------ Supplied records

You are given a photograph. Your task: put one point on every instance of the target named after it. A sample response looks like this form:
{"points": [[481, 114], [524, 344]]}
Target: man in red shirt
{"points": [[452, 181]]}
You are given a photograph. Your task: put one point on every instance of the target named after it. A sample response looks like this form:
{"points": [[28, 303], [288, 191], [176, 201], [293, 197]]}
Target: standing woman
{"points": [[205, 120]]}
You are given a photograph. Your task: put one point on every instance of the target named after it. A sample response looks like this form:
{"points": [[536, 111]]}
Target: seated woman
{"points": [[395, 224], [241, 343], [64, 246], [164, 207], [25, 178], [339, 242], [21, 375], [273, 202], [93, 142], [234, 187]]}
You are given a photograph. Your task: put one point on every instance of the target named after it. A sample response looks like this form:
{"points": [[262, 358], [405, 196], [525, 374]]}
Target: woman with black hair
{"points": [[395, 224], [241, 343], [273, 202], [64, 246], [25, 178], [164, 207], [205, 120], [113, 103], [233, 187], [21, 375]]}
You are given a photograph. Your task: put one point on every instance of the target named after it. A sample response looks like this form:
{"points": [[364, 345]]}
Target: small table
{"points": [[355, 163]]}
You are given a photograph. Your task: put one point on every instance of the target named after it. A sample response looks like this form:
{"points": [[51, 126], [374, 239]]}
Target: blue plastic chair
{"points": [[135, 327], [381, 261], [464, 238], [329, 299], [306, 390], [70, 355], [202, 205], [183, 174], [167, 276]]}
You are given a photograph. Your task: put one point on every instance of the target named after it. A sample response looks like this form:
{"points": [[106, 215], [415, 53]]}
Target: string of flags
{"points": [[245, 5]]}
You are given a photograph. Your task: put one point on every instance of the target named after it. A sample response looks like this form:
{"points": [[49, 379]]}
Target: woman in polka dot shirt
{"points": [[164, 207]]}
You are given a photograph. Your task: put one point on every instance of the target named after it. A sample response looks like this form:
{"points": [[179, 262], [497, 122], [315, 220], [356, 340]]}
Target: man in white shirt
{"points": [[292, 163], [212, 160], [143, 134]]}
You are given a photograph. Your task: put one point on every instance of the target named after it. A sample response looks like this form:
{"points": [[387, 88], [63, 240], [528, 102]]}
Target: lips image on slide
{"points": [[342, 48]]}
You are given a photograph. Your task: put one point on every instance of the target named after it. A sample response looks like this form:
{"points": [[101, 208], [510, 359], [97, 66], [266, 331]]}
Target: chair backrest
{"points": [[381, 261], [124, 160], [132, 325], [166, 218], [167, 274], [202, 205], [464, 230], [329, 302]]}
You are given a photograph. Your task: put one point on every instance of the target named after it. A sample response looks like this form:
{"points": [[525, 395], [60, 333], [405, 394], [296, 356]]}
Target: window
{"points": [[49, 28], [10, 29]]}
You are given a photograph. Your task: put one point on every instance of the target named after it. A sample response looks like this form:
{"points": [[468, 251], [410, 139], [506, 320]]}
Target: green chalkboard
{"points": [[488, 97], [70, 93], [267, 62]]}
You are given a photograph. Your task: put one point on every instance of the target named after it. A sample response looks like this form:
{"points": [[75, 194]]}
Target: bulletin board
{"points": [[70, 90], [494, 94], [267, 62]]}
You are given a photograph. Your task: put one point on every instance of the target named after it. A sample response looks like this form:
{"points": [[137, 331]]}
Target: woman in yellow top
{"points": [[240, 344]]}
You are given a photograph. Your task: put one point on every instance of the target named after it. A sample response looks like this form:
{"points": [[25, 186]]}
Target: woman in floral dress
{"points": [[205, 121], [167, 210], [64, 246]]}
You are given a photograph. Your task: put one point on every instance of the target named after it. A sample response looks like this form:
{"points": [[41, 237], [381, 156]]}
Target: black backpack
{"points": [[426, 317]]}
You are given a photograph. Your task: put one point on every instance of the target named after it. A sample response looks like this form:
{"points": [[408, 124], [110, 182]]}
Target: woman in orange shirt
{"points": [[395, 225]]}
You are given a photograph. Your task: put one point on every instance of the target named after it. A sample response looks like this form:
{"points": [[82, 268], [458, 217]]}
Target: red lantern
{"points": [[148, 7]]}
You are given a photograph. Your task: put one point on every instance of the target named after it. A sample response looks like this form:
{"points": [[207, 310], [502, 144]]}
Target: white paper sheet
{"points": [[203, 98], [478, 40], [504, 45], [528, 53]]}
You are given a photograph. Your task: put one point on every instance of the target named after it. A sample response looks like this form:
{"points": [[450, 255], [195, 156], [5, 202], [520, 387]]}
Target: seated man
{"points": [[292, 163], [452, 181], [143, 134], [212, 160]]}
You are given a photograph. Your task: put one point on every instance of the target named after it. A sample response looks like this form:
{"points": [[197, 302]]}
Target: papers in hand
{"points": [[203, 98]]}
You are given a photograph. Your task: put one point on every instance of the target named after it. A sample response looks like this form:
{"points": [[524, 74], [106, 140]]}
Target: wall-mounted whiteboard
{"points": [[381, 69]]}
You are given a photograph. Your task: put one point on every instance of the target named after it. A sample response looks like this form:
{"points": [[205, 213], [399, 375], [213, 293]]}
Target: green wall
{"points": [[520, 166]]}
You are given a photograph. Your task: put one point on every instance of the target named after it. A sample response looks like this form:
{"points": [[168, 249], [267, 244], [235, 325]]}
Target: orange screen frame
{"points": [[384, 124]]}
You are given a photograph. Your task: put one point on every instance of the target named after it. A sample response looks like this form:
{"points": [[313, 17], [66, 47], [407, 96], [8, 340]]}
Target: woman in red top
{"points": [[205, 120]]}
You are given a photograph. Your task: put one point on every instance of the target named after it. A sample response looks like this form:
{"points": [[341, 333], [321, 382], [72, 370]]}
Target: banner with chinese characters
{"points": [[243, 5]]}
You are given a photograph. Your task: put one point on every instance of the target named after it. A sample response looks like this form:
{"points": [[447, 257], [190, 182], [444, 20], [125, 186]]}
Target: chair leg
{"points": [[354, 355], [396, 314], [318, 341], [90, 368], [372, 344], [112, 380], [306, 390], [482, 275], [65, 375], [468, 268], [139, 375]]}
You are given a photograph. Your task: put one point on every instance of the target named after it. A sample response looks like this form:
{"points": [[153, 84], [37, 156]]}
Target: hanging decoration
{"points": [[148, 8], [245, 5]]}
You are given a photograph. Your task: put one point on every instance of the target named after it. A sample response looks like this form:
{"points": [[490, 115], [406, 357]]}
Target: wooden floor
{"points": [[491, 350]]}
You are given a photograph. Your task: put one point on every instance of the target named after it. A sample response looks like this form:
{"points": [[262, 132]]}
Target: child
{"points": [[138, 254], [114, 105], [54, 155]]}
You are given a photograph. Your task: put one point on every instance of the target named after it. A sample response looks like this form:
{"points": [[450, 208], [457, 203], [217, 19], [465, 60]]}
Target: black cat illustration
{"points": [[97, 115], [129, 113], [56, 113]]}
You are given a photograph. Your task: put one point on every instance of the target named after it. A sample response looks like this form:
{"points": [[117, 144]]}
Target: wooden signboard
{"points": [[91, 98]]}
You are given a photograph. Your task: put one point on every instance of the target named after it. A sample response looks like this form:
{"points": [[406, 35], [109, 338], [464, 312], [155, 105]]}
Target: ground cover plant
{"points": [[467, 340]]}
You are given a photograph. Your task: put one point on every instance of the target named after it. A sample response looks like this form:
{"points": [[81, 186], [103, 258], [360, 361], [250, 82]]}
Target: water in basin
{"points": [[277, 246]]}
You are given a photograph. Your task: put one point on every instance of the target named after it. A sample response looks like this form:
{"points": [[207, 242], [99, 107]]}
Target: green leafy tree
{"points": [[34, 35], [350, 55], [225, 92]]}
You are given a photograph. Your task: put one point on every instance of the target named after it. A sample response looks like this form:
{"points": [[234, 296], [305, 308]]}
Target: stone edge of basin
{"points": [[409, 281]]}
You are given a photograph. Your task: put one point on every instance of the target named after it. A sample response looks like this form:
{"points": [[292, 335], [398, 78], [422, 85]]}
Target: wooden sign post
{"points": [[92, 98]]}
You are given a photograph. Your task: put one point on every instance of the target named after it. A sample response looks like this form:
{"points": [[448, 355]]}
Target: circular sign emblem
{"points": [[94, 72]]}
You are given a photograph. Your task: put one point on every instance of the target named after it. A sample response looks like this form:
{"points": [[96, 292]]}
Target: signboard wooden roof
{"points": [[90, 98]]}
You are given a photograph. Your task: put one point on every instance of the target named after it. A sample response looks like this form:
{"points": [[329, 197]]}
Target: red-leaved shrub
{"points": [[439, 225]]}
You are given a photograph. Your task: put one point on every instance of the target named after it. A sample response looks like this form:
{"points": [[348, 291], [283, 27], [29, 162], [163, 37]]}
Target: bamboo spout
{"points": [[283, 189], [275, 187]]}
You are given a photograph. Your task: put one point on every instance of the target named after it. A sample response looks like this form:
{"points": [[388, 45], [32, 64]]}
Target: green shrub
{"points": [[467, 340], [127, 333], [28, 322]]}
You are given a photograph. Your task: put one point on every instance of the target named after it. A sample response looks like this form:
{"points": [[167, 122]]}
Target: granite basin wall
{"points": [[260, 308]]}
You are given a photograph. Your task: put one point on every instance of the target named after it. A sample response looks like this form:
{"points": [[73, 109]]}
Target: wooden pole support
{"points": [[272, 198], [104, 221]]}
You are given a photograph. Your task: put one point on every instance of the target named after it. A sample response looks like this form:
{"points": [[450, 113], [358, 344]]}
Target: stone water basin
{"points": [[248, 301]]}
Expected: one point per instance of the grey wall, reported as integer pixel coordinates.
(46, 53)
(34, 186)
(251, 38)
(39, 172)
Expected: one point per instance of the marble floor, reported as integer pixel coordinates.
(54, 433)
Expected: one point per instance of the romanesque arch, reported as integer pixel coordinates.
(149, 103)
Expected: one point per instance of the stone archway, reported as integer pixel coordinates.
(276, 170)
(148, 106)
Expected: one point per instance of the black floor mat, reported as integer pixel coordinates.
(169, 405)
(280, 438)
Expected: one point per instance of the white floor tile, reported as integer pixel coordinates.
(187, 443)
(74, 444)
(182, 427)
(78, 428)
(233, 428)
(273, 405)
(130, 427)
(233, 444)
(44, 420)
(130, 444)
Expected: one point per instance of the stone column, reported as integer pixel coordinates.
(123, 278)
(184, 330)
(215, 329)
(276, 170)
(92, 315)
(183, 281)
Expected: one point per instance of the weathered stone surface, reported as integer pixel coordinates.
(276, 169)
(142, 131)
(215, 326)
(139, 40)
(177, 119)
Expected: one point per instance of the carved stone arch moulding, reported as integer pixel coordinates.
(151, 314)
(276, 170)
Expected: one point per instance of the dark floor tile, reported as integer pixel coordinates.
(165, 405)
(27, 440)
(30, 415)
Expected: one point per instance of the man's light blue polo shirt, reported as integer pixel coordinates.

------------

What to work on:
Print each line, exactly as written, from the one that contains "Expected: one point per instance of the carved" to the end of the data above, with both end lines included and nothing else.

Response:
Expected: one point per instance of the carved stone arch moulding, reported as integer pixel coordinates.
(151, 314)
(276, 170)
Expected: one point per instance of the dark floor tile, reported as integer pixel coordinates.
(165, 405)
(27, 440)
(30, 415)
Expected: one point per instance of the man's light blue polo shirt, reported as integer pixel coordinates.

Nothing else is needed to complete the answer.